BEGIN EXTRACTED ENTRIES
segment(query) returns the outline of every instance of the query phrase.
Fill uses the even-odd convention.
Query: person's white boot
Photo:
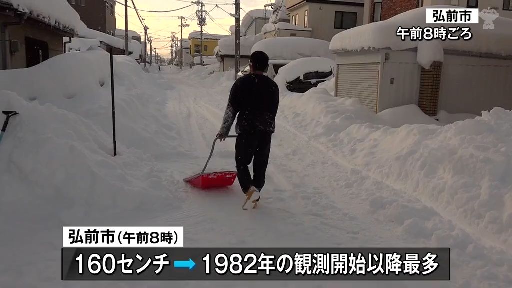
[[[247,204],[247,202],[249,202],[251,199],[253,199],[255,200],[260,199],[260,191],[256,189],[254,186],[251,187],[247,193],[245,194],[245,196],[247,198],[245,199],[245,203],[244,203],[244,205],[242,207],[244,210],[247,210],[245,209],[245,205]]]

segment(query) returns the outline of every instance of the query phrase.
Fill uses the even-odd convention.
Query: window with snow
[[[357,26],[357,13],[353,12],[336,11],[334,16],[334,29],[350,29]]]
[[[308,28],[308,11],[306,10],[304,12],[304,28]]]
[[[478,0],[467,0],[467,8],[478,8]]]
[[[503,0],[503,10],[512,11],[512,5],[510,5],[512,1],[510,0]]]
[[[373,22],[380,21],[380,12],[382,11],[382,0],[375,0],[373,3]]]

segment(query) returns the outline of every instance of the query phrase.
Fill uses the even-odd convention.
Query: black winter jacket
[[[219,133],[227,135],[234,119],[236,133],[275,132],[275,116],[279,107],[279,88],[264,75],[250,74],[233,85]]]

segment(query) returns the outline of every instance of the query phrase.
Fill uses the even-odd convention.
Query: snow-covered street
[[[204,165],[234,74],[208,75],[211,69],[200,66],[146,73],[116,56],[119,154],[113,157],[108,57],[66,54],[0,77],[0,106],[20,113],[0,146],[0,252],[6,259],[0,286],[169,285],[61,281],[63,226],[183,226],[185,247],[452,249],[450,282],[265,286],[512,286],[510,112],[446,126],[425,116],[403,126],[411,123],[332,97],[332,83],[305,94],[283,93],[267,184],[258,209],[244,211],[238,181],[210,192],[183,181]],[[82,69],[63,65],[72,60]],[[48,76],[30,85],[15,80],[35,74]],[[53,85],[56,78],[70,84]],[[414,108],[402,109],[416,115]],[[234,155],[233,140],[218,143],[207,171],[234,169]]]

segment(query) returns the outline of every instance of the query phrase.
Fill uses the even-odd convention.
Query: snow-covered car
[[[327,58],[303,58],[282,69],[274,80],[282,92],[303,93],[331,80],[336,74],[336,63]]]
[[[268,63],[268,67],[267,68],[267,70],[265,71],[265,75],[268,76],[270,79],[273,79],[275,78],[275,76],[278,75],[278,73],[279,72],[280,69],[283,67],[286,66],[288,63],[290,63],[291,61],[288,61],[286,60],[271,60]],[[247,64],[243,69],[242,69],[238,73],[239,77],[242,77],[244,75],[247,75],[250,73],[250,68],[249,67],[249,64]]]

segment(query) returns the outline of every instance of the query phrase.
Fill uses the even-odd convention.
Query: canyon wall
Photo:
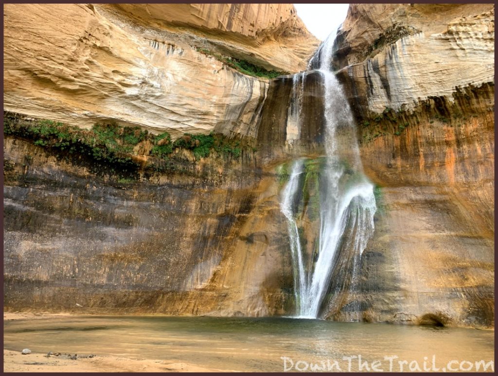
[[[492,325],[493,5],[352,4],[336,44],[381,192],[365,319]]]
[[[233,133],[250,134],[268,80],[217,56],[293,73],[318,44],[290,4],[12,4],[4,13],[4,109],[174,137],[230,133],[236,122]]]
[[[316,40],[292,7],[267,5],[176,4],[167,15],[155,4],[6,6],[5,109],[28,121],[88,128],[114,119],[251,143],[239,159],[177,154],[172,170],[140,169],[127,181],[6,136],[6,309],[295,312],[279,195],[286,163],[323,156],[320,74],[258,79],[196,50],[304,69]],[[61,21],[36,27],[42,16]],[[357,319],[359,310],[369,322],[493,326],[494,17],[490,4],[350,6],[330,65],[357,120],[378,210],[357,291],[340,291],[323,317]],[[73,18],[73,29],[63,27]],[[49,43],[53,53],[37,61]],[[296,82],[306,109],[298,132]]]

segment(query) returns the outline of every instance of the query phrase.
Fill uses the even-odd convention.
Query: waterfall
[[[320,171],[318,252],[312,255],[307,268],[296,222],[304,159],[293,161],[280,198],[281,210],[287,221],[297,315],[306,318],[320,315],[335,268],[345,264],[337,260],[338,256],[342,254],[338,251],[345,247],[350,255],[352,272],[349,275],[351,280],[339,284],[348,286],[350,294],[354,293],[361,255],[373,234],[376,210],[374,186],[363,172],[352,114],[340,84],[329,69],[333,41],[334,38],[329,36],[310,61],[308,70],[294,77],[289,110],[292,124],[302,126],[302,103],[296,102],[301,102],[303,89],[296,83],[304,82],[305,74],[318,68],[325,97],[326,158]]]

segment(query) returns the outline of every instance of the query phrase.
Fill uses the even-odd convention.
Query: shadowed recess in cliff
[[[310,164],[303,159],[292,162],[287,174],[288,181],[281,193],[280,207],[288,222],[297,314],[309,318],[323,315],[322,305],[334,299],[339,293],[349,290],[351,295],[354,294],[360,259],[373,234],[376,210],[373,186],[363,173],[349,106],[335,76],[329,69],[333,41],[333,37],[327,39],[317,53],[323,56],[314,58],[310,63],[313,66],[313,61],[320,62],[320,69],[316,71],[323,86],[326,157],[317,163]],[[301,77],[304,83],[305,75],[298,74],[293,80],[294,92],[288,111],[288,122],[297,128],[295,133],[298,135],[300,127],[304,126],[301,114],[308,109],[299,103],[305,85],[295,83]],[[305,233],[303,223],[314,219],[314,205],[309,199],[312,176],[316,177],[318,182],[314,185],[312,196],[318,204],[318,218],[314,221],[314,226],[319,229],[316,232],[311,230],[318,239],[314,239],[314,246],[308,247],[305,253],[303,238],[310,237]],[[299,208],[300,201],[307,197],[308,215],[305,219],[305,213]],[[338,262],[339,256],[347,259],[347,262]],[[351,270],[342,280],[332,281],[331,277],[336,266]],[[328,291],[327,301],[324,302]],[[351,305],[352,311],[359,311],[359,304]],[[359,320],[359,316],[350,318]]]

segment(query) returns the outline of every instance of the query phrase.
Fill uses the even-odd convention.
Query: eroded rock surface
END EXTRACTED ENTRIES
BEGIN EXTRACTED ENTRIES
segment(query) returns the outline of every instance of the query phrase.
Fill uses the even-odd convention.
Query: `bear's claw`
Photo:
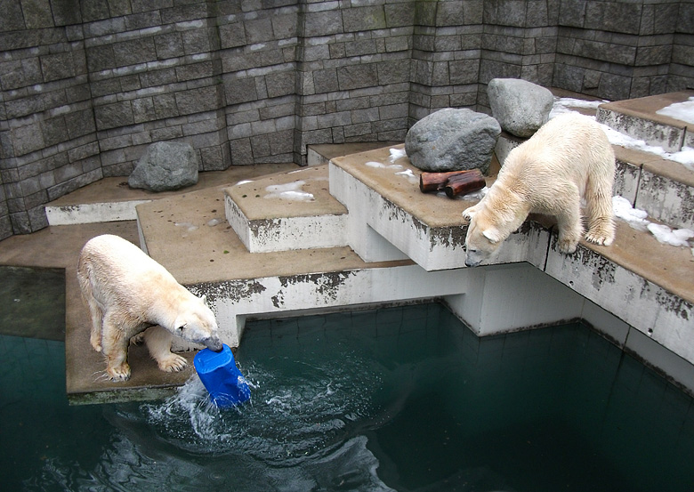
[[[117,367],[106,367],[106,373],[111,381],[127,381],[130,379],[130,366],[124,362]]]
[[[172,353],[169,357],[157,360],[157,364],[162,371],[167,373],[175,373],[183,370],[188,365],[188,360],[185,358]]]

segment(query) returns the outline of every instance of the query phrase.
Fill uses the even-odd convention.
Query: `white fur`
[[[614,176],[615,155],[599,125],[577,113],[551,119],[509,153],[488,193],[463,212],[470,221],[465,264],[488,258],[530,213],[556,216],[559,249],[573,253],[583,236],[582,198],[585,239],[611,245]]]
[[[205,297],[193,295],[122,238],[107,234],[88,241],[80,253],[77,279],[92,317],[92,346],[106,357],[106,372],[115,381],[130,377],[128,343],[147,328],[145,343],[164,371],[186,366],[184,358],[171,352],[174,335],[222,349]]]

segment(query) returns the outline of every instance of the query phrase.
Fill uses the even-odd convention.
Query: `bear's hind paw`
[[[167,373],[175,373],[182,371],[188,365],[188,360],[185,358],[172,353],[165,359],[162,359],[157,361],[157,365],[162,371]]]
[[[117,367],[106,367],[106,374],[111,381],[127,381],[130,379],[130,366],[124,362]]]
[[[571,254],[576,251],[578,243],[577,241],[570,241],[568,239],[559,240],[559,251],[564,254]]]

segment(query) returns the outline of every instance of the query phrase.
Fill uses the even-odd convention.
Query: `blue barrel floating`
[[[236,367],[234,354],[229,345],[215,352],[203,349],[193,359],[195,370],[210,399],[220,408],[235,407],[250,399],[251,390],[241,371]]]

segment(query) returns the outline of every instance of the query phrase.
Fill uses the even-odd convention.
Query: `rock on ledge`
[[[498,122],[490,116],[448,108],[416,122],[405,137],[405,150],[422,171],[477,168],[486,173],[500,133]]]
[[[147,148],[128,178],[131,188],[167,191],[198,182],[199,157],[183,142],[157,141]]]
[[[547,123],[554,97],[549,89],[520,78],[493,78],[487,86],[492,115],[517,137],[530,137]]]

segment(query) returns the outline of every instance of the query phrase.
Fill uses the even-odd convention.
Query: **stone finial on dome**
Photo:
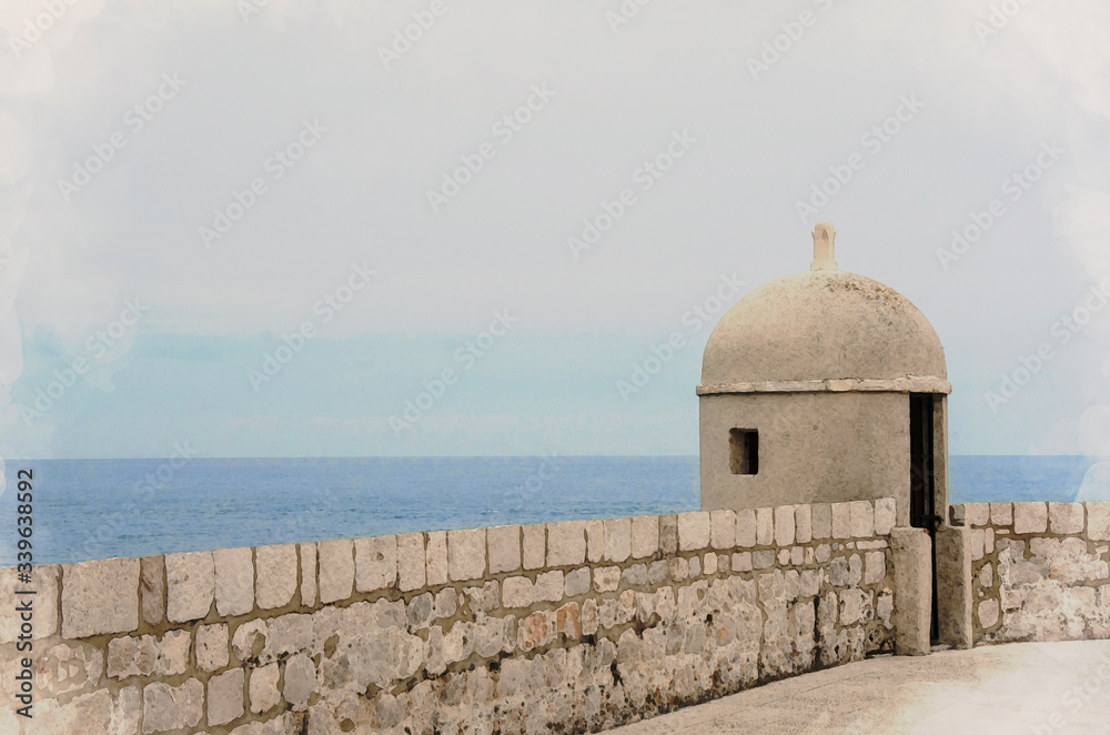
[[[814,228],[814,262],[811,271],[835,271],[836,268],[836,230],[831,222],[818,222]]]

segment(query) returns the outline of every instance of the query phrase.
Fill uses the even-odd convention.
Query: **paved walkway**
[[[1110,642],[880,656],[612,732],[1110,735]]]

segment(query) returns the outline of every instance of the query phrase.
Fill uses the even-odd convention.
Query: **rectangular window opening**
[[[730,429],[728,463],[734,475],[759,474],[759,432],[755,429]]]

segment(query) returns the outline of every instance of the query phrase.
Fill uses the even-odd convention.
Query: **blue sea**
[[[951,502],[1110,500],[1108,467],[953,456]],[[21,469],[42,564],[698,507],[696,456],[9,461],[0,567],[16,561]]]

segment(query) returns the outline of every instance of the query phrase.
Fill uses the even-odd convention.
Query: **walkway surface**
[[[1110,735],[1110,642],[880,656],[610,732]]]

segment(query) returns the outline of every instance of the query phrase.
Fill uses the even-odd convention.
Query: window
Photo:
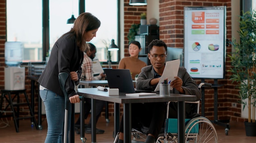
END EXTRACTED ENTRIES
BEGIN EXTRACTED ENTRIES
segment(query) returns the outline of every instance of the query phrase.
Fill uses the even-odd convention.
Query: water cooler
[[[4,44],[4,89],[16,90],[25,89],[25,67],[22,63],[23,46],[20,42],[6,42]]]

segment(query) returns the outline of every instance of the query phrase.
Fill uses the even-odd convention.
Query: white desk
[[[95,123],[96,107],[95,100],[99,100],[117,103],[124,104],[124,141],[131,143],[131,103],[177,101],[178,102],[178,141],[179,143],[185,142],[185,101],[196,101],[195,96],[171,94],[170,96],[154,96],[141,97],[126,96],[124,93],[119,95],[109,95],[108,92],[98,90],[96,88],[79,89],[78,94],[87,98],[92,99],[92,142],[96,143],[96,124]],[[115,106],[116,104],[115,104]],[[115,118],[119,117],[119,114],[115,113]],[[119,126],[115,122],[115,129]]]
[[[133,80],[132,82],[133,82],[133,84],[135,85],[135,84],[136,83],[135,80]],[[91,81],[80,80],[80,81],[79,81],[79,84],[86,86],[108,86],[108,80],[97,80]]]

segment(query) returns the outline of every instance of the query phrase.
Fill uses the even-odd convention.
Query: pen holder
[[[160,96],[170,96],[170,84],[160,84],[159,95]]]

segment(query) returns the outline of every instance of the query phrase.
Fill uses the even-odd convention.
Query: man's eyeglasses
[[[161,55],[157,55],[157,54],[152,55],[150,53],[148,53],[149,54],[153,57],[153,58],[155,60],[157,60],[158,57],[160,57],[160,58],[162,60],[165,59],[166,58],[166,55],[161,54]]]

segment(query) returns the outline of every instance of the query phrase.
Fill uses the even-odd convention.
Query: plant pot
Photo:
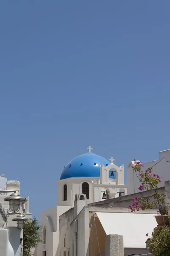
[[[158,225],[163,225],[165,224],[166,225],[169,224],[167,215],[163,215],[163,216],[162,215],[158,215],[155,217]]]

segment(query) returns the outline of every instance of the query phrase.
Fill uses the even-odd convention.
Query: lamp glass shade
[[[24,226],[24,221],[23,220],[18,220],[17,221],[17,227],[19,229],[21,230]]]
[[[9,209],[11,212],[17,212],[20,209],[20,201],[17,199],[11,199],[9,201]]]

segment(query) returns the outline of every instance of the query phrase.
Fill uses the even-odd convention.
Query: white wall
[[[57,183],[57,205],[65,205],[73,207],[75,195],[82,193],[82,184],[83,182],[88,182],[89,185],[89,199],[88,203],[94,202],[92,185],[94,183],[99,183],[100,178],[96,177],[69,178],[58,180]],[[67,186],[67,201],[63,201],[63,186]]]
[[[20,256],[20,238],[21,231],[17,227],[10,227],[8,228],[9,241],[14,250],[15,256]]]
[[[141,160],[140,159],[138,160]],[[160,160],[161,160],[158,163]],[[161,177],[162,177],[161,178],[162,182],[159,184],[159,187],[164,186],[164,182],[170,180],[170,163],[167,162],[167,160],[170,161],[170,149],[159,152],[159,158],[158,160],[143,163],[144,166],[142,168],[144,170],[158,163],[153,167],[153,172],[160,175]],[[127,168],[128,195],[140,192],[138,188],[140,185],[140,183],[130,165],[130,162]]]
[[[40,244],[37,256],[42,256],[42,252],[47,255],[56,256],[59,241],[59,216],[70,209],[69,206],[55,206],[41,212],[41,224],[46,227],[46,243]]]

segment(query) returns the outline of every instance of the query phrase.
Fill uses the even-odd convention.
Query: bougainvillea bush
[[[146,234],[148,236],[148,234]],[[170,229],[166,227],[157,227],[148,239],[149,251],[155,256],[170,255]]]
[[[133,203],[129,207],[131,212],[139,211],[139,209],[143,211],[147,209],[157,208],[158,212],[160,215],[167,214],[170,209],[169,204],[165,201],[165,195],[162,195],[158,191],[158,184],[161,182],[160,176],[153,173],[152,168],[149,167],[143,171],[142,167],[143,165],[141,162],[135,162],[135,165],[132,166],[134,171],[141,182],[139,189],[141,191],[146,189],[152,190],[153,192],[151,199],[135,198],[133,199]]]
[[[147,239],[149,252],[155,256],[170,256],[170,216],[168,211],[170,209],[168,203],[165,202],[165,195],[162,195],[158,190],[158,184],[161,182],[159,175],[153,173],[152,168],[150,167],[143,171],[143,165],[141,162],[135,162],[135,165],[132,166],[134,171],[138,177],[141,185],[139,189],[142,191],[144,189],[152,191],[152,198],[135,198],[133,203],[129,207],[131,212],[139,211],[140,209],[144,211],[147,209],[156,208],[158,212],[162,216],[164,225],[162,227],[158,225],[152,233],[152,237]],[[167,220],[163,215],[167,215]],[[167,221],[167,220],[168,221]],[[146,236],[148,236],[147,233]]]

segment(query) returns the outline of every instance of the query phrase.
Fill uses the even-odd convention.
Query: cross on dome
END EXTRACTED ENTRIES
## INSTRUCTION:
Find every line in the listing above that contains the string "dome" and copy each of those lines. Case counts when matching.

## COMPLETE OUTPUT:
Query: **stone finial on dome**
Query: cross on dome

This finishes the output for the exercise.